Region outline entries:

........

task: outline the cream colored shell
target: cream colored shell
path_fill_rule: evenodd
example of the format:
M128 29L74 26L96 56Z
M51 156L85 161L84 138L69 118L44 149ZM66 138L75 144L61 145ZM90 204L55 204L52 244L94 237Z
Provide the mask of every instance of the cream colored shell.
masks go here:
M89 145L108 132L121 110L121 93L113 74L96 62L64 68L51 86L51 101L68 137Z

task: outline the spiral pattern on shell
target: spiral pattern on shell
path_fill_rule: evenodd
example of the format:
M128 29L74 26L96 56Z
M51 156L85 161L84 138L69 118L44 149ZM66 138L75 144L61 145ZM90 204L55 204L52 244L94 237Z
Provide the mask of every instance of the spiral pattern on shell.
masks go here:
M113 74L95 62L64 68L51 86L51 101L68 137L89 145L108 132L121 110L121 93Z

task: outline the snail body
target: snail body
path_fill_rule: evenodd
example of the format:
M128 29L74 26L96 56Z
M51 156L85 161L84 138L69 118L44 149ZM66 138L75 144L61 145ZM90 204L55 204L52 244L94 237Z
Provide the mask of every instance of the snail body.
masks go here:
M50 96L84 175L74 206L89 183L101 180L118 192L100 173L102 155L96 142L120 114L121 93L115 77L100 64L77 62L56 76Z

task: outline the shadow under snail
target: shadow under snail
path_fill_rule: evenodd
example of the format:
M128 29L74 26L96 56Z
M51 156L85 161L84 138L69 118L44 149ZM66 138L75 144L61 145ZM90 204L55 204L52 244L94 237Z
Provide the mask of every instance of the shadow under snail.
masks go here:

........

What is asked: Above, write out the part of the rows that opens with the line containing "task: outline the spiral pattern on shell" and closes with the line containing "M50 96L84 175L74", including both of those lines.

Full answer:
task: outline the spiral pattern on shell
target: spiral pattern on shell
path_fill_rule: evenodd
example of the format:
M128 29L74 26L96 56Z
M51 156L85 161L84 138L69 118L44 149ZM66 138L75 144L61 145ZM90 204L55 204L52 244L94 237Z
Provide the mask of every instance of the spiral pattern on shell.
masks go here:
M113 74L95 62L64 68L51 86L51 101L68 137L89 145L108 132L121 110L121 93Z

task: outline the snail body
target: snail body
path_fill_rule: evenodd
example of the format:
M128 29L74 26L96 56Z
M51 156L85 161L84 138L69 118L44 149ZM66 138L75 144L61 145ZM90 204L55 204L52 244L94 237Z
Provide the mask of every instance of the snail body.
masks go here:
M50 96L84 175L74 206L89 183L101 180L118 192L100 173L102 155L96 142L120 114L121 93L115 77L100 64L77 62L56 76Z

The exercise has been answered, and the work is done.